▶ To do: Which lines of the records below contain the word "white"? Show each of those lines in full, treating case as significant.

▶ Material supplied:
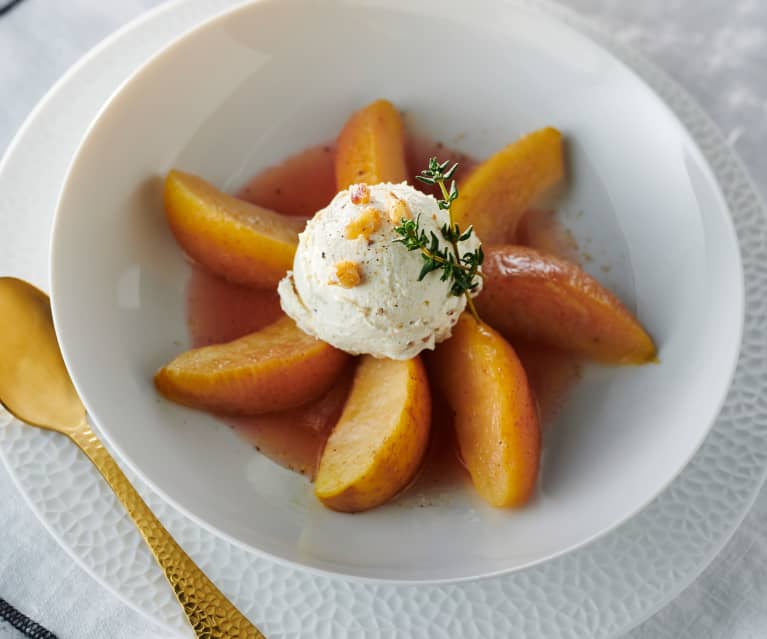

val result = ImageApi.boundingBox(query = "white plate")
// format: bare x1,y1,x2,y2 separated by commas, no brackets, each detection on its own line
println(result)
0,2,767,638
51,0,743,581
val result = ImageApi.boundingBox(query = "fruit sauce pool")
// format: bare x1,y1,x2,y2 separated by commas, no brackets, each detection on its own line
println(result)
187,138,580,490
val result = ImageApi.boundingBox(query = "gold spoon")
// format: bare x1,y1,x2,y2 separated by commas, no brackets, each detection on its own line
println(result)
0,277,265,639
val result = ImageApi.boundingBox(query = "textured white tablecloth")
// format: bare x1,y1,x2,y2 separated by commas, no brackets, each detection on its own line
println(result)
0,0,767,639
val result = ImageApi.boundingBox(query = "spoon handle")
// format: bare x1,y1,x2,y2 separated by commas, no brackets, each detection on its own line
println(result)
67,421,265,639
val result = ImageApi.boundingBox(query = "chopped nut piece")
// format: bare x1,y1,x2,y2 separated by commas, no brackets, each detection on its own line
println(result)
330,260,362,288
349,184,370,204
389,191,413,224
344,206,381,241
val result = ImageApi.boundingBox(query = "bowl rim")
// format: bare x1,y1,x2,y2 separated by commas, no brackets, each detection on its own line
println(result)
48,0,745,586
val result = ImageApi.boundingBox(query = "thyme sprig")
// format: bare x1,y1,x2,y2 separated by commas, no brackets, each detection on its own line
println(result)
394,157,485,319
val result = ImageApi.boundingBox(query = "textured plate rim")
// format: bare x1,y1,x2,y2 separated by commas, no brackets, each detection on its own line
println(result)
0,0,767,633
49,0,745,586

▶ Result:
val result = ImageApi.boundingBox(query = "white plate")
val result = ImageApi.boundingBox(query = "textured white tablecloth")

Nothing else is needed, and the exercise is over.